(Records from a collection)
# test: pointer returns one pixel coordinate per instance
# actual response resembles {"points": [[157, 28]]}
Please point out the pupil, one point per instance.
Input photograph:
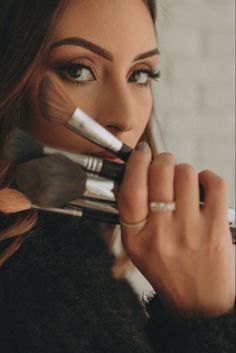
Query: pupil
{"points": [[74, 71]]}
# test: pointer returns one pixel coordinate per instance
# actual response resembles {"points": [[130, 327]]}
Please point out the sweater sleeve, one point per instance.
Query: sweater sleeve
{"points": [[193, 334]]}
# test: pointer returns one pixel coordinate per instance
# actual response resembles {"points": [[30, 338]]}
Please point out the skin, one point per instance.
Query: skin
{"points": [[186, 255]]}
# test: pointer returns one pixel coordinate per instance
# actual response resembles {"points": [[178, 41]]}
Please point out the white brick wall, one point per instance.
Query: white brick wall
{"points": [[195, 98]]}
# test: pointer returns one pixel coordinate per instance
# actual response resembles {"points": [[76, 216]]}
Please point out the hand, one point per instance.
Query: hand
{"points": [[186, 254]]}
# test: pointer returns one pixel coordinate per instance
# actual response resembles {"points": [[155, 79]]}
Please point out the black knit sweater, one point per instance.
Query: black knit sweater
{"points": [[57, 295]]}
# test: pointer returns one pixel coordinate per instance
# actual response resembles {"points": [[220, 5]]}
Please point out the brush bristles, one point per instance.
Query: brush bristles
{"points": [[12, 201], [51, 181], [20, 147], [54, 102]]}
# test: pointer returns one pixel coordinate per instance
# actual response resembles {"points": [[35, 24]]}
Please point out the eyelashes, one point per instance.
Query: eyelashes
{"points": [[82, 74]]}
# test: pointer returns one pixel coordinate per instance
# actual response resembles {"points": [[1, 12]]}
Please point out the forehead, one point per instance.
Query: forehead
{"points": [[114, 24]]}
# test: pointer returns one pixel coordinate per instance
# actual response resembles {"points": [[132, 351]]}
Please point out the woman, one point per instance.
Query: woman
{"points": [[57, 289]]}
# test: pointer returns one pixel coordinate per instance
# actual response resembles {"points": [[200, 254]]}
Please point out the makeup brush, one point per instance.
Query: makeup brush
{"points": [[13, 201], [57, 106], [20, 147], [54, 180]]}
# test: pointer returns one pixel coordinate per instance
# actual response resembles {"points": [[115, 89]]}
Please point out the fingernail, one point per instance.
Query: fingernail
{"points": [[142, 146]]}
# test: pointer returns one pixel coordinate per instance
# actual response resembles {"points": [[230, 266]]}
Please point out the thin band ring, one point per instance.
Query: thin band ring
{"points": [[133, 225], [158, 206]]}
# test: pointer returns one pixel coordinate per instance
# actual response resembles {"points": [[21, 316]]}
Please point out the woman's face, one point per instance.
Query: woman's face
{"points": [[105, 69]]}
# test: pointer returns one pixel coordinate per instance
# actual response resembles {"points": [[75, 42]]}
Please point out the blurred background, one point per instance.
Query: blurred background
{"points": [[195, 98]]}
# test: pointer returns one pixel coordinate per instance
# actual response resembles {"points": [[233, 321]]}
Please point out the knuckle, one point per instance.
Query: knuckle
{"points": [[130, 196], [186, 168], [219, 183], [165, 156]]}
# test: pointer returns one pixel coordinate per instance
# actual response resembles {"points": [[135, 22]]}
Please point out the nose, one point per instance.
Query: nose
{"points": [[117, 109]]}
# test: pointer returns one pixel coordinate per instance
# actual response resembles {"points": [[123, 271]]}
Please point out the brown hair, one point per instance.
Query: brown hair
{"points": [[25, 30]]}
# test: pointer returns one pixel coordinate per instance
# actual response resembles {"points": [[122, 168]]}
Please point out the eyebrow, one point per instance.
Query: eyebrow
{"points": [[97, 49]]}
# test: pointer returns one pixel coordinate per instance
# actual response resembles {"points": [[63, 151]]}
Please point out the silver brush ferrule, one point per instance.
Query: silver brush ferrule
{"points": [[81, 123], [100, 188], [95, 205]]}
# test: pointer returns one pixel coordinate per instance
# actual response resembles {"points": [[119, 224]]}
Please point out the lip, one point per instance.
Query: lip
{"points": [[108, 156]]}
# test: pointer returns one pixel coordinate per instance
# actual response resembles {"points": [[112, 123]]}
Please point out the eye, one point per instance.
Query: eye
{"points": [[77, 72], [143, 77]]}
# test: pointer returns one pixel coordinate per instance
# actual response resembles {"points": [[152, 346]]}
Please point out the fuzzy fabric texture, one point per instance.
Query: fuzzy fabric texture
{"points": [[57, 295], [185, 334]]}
* * *
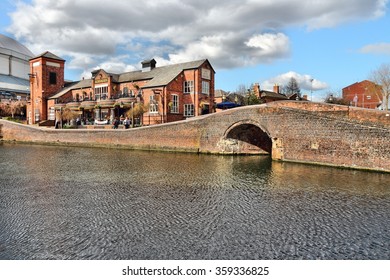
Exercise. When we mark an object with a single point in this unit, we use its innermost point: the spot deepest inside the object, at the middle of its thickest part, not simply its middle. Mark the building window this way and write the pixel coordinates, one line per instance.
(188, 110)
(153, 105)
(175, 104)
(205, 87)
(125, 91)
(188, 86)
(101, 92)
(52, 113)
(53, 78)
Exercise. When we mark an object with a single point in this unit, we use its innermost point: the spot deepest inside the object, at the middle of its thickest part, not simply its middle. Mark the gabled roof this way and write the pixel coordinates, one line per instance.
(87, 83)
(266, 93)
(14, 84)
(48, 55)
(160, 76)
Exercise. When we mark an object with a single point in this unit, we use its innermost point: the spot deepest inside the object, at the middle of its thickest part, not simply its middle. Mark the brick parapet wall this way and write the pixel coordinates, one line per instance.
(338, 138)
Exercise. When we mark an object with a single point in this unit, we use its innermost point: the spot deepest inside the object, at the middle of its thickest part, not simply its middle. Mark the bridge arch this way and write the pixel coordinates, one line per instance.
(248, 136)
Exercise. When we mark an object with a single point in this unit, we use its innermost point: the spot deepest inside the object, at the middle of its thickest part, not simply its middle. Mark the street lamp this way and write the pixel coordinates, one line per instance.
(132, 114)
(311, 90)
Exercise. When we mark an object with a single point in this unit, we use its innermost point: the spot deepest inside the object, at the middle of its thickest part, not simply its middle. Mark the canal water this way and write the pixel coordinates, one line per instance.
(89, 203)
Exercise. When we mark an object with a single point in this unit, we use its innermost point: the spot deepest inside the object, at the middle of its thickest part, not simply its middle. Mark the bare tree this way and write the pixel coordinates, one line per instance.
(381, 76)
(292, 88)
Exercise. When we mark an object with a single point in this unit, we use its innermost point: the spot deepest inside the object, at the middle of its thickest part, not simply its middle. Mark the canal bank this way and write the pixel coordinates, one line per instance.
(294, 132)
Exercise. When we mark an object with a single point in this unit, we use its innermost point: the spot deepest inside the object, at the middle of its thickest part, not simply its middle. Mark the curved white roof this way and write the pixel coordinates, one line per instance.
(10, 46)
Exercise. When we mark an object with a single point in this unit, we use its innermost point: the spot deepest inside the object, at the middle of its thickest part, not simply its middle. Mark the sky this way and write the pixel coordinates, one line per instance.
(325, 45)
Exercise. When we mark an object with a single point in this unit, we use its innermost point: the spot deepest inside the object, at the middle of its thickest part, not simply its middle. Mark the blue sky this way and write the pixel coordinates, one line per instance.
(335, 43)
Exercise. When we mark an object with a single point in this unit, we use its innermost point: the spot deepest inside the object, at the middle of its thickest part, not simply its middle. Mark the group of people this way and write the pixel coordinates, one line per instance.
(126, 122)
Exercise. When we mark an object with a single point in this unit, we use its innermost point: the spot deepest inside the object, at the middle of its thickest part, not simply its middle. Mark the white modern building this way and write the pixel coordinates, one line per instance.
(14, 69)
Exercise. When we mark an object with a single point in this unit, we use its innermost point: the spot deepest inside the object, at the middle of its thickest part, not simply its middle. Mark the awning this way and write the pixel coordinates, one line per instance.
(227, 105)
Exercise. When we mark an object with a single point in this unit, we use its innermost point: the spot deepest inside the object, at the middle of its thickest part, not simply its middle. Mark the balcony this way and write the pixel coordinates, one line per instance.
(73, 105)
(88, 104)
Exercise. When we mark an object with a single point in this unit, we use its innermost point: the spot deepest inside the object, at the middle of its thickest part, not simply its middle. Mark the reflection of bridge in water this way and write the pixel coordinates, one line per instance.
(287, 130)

[WHAT IS NEEDED]: What you give back should be only the lines of the records above, starting at the line with "Please point out the brown" and ending at the line with "Please point out the eyebrow, one", restated word for word.

[WRITTEN REPLY]:
Please point out the brown hair, one point per instance.
Query: brown hair
{"points": [[25, 30]]}
# test: pointer returns one pixel coordinate per instance
# actual response resembles {"points": [[122, 168]]}
Please point out the eyebrow, one point per instance.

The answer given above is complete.